* **Dataset entries**
## Begin

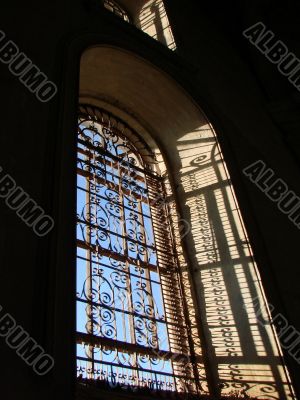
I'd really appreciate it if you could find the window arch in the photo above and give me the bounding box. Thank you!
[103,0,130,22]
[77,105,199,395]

## End
## Begin

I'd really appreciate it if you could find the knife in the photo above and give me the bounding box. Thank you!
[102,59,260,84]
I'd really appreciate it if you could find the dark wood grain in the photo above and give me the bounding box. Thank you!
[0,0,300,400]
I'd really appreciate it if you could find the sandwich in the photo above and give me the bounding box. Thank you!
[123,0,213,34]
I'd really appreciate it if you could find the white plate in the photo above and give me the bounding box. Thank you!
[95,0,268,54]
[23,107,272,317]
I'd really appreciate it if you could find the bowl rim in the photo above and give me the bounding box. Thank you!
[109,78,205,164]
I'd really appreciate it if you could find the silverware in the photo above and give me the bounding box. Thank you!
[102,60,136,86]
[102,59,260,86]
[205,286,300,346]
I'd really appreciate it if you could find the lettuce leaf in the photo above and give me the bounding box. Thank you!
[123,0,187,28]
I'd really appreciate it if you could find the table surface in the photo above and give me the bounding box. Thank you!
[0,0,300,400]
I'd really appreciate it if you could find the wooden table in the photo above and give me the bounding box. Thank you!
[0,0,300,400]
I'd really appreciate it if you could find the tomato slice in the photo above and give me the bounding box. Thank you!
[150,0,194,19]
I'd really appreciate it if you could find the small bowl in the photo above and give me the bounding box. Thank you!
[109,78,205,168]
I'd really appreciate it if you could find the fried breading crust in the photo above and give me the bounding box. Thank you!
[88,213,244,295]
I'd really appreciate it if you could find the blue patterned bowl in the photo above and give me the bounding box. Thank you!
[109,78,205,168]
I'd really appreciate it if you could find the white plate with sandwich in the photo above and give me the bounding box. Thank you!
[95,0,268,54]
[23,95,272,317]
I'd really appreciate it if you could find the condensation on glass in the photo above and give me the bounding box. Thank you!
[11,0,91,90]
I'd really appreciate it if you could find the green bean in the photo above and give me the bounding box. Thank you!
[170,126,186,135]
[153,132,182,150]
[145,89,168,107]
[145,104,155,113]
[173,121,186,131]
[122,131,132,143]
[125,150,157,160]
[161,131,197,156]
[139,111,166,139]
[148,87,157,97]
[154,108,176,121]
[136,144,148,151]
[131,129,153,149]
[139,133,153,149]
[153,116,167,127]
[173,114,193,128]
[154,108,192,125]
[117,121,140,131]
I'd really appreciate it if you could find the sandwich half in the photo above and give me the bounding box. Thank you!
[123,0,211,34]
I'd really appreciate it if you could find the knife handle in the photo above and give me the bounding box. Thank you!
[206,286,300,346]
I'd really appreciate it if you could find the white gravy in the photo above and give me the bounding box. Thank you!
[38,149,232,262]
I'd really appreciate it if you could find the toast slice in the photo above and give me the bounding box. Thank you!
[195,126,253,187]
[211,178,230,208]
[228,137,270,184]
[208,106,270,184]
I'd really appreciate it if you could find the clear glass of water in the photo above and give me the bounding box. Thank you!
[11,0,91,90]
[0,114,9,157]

## End

Copy the rows word for word, from the line with "I'd really appreciate it if you could find the white gravy" to the line with "[0,114,9,157]".

* **Expected answer**
I'd really appreciate it if you could find the white gravy in the photo above and give me the bounding box. Thank you!
[38,149,232,262]
I'd really appreciate it if you could find the toast slice in the photo above and give me the bounding box. Thank you!
[195,126,253,187]
[211,178,230,208]
[228,137,270,184]
[208,106,270,184]
I'd really appreciate it if you could find the clear glass of water in the photo above and give me the bounding box. Thank you!
[11,0,91,90]
[0,114,9,157]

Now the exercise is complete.